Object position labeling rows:
──────

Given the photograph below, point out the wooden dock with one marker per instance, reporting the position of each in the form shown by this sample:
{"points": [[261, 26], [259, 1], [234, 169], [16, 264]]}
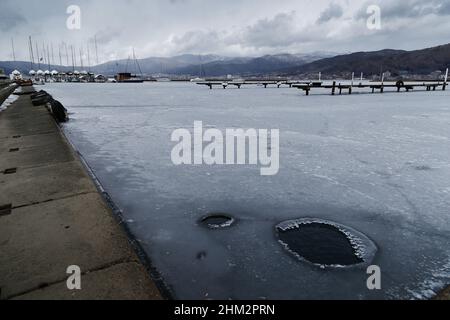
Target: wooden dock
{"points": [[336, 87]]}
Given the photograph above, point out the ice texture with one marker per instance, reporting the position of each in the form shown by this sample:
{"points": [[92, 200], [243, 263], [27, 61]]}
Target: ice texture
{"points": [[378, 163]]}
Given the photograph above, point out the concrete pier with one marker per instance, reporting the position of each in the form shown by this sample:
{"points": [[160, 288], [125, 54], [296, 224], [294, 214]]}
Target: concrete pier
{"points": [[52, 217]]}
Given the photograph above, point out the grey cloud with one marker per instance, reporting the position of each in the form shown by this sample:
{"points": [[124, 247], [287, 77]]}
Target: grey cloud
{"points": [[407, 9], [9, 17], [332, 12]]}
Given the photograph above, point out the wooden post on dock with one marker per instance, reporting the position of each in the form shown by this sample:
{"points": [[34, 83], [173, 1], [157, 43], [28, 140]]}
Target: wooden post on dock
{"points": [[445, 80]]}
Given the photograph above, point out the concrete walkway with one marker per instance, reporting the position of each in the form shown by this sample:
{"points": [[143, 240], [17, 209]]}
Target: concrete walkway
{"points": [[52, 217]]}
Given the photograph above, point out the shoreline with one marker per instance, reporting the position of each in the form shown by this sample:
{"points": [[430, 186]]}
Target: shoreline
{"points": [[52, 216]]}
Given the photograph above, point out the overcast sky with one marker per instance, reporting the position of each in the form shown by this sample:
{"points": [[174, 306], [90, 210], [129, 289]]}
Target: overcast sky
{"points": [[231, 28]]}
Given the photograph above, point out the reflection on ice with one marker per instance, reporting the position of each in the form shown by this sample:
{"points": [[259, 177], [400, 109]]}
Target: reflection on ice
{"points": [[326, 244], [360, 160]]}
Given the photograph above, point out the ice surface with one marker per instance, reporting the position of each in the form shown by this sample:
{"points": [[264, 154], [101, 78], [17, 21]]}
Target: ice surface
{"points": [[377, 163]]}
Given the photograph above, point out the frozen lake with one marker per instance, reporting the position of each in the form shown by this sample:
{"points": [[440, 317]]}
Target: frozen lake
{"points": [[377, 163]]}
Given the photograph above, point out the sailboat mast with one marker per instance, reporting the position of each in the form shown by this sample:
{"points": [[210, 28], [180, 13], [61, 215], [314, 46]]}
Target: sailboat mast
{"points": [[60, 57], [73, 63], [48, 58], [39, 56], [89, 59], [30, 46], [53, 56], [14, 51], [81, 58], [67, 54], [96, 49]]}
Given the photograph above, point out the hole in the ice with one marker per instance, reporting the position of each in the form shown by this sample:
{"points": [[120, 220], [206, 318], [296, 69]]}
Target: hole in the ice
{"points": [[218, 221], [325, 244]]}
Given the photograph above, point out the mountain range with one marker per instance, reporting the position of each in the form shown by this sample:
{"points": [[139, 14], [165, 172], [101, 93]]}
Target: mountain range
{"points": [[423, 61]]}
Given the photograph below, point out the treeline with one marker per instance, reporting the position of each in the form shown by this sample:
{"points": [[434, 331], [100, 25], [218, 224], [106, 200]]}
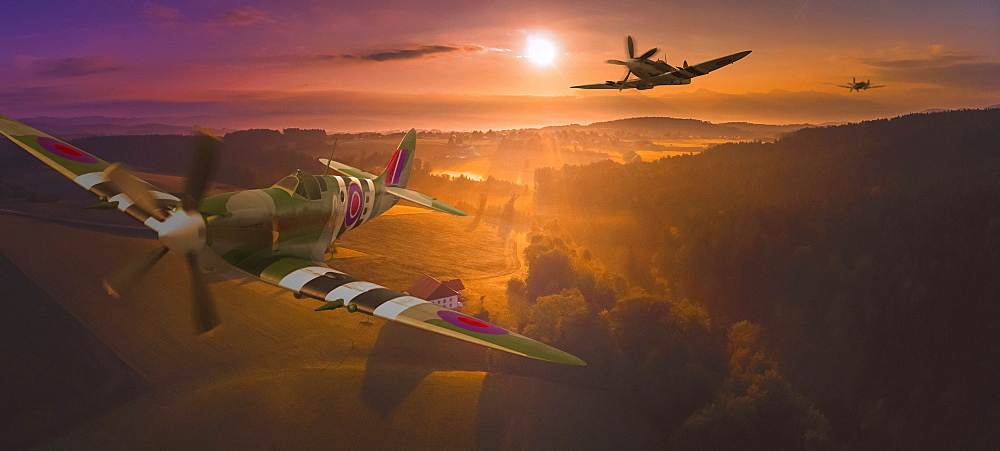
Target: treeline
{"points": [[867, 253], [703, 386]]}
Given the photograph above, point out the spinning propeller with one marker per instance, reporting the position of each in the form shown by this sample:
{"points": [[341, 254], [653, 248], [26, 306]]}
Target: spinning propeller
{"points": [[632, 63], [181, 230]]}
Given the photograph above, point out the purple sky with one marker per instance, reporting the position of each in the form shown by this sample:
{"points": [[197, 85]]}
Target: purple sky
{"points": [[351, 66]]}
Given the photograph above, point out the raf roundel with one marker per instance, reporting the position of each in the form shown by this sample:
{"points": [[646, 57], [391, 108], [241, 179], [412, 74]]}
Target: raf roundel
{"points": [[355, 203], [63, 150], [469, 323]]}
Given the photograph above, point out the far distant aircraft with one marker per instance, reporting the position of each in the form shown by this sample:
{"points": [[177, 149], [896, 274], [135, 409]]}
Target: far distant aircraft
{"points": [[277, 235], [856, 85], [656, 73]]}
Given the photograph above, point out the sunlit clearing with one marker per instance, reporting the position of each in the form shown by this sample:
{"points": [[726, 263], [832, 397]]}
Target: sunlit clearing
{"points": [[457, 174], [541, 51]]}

──────

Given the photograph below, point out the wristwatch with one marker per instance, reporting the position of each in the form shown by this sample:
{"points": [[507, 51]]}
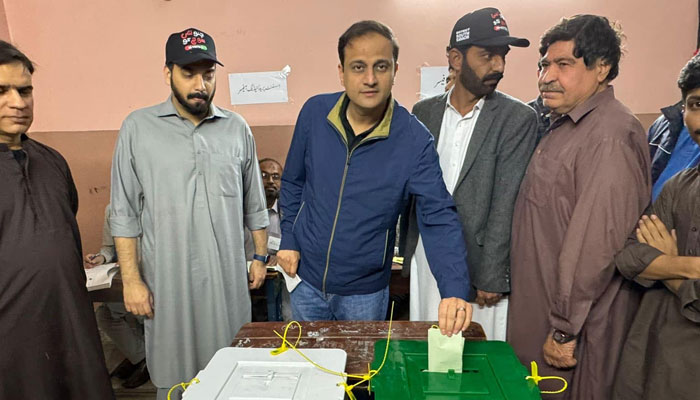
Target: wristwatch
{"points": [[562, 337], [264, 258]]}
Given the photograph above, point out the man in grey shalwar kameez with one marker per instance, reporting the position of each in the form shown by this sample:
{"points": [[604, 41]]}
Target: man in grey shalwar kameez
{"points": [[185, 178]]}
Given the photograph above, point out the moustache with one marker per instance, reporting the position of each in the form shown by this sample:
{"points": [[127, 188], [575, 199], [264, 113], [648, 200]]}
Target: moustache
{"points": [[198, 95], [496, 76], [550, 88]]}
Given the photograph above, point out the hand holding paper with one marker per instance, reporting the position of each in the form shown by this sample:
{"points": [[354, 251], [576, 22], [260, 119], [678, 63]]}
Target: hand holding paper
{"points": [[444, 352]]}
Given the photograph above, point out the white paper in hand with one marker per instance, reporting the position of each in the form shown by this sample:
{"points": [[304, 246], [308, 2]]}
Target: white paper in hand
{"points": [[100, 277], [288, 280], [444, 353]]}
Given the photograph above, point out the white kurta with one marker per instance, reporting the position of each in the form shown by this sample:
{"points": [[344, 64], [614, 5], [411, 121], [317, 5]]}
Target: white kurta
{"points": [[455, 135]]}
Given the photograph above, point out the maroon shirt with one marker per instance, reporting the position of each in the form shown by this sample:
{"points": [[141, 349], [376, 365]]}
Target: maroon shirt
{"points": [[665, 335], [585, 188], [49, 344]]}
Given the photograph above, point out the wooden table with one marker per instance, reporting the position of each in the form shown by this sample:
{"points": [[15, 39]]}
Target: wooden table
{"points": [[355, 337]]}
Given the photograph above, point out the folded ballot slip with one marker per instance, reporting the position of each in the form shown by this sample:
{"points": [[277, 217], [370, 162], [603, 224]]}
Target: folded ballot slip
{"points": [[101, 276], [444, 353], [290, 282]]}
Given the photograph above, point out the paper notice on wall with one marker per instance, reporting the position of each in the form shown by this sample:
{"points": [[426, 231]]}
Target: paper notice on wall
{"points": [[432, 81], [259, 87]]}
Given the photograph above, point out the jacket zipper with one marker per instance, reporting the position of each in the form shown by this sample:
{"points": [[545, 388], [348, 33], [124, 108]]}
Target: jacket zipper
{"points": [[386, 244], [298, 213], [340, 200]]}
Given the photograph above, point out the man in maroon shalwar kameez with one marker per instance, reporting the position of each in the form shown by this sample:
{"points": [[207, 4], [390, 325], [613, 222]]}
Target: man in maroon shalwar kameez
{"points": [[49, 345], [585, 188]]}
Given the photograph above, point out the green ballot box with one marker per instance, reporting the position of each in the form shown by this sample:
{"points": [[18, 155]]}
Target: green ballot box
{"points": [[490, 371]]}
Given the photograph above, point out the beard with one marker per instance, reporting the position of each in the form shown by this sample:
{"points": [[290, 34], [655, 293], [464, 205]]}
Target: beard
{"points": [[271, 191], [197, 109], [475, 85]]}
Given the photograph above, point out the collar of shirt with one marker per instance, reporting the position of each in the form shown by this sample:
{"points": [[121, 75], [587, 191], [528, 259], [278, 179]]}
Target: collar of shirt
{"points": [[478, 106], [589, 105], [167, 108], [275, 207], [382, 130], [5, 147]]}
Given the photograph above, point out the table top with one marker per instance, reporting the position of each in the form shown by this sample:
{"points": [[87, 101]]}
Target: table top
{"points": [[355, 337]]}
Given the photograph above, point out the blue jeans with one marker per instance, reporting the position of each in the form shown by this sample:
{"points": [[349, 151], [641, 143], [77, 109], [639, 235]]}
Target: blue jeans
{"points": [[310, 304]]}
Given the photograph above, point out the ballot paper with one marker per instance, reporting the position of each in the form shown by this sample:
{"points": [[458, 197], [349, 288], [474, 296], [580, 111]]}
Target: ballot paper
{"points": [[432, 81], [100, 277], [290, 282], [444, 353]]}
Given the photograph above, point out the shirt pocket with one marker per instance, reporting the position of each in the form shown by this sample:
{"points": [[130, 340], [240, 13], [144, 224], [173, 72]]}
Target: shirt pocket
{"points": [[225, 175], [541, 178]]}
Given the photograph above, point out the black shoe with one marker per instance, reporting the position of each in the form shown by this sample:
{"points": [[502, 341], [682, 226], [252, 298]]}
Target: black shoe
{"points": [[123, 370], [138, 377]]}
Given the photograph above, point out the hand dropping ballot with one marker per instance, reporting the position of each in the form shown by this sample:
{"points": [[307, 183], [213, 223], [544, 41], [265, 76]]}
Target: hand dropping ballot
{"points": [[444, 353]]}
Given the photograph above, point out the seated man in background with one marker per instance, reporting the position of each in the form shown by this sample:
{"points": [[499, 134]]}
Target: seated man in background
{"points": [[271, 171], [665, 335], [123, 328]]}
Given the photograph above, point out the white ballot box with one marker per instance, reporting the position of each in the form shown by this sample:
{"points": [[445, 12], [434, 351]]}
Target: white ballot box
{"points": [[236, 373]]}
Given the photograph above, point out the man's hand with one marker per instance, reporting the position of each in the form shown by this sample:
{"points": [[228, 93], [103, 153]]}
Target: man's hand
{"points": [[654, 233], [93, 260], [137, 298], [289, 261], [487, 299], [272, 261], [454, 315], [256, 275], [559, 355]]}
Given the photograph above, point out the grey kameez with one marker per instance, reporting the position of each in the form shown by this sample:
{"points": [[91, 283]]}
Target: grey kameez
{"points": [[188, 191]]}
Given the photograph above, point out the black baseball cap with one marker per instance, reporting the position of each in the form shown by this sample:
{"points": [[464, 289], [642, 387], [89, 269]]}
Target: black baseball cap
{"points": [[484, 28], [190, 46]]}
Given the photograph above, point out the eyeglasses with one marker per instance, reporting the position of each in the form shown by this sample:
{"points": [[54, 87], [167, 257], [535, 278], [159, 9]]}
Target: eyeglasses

──────

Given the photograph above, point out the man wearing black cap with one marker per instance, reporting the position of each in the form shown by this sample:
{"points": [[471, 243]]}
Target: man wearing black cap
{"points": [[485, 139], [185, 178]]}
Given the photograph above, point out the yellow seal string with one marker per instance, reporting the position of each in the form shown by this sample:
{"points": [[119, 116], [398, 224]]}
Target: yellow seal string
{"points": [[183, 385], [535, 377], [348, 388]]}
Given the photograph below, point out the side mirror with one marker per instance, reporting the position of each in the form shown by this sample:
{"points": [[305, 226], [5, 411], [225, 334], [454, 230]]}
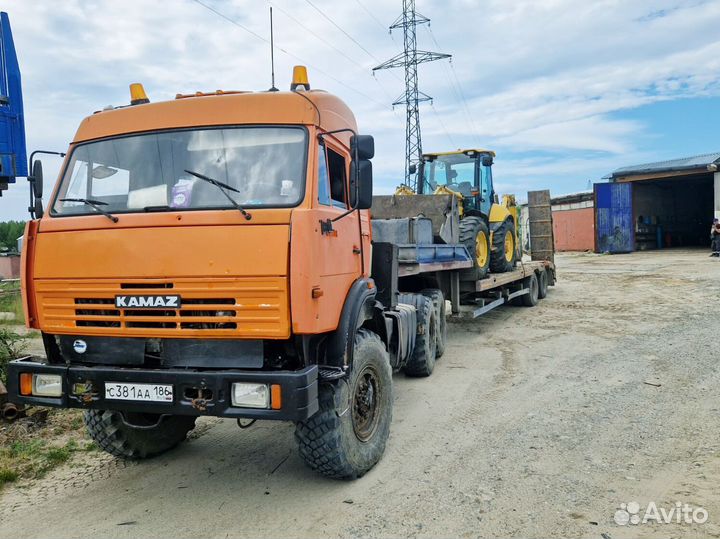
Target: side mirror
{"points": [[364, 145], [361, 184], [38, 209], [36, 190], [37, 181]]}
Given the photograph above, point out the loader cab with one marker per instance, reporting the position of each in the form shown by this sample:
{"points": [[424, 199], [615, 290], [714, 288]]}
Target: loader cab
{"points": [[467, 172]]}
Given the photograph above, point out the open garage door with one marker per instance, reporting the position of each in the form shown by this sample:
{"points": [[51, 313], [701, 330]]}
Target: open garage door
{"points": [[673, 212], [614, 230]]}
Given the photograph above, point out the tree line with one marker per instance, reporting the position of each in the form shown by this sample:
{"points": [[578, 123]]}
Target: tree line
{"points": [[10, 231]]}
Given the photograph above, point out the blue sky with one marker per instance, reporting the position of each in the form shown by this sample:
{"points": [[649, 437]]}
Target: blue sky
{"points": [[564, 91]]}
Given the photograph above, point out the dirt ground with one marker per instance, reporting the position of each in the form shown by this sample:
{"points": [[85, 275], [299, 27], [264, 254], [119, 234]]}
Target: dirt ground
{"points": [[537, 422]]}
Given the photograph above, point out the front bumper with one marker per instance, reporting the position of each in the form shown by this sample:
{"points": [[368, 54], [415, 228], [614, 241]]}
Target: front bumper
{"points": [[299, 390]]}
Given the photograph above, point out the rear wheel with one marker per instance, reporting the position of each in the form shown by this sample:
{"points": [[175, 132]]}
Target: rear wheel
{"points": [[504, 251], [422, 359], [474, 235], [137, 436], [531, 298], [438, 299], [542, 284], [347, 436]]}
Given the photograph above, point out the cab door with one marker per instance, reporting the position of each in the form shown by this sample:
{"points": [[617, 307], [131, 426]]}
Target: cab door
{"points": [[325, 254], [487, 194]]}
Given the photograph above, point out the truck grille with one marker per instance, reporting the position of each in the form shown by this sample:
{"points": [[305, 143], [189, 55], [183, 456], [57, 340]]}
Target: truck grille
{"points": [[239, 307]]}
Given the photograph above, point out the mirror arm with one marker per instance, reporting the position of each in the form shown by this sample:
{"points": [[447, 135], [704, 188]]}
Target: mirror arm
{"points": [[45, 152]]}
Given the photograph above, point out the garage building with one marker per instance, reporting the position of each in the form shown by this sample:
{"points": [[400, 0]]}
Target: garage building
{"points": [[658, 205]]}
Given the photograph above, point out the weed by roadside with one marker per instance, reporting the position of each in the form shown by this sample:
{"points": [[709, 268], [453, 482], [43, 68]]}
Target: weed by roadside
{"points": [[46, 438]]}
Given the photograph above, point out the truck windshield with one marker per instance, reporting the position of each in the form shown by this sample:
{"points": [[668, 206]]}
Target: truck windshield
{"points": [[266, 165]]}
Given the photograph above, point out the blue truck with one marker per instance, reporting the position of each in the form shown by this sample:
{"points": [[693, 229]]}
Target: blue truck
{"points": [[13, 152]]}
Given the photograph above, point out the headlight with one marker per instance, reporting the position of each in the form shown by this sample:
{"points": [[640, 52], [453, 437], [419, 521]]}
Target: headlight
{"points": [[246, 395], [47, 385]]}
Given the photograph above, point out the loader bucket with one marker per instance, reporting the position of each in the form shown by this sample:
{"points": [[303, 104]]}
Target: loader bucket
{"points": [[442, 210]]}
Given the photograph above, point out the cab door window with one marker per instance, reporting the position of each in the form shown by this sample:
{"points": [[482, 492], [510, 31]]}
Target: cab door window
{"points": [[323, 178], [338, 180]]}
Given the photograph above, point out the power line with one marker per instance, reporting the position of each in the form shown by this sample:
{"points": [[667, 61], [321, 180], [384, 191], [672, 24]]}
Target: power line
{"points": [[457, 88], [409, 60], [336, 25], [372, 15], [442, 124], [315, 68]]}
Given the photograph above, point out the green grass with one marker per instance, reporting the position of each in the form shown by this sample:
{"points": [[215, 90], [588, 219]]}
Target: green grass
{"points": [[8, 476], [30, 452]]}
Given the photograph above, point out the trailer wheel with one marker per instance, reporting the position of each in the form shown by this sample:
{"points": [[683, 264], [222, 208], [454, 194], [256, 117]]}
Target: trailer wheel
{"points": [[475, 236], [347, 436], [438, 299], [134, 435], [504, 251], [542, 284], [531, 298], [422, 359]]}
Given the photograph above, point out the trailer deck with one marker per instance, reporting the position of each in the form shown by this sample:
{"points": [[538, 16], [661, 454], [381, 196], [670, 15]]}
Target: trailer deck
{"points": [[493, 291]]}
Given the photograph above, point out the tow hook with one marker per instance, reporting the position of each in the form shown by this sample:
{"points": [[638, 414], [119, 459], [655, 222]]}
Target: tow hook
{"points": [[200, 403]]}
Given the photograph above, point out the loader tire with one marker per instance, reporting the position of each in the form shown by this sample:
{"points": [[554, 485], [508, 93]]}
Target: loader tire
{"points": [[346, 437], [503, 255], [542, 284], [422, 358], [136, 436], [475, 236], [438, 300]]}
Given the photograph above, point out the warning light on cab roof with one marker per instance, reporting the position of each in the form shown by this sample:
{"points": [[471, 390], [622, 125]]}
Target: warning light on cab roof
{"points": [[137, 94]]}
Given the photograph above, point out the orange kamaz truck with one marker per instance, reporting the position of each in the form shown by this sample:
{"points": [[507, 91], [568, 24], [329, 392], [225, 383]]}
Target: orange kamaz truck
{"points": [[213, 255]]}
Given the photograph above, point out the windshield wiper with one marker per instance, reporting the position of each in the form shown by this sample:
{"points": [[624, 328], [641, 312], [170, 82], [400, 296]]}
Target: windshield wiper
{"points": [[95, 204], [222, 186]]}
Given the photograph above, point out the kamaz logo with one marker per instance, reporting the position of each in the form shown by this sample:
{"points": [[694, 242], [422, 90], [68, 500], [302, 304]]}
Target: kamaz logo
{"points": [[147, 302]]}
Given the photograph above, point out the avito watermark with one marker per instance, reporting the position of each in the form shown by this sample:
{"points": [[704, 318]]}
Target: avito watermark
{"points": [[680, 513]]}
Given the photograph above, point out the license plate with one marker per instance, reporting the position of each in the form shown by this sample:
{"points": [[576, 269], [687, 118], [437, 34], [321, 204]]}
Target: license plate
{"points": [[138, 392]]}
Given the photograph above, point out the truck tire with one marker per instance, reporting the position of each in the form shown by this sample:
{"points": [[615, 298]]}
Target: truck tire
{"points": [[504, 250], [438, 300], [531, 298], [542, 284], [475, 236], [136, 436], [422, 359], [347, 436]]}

──────

Set problem: Can you copy out the lines word for word, starting at the line that contains "Given the photograph above, point out the man's" and ending at the line that contains "Target: eyeglasses", with both of those lines included?

Complete response:
Given the photograph above, point out the man's hand with one marker per instance, reporting the position of each in the form shown by this sample:
{"points": [[228, 93], [103, 153]]}
Target: man's hand
{"points": [[654, 233], [93, 260], [137, 298], [289, 261], [487, 299], [272, 261], [454, 315], [256, 275], [559, 355]]}
Given the photograph above, point out the grey kameez with one marker per instance, reporting the position of each in the form shown by this sample:
{"points": [[91, 283]]}
Target: grey kameez
{"points": [[188, 191]]}
Given the photograph above, point out the black baseball cap with one marker per instance, reporting the position of each in the form shown by this sample:
{"points": [[464, 289], [642, 387], [89, 269]]}
Target: black baseball cap
{"points": [[484, 28], [190, 46]]}
Given the photograph above, point out the eyeglasses with one marker per instance, reporting the position of each in the form shown by this sample:
{"points": [[54, 87], [167, 257], [535, 278], [159, 9]]}
Target: eyeglasses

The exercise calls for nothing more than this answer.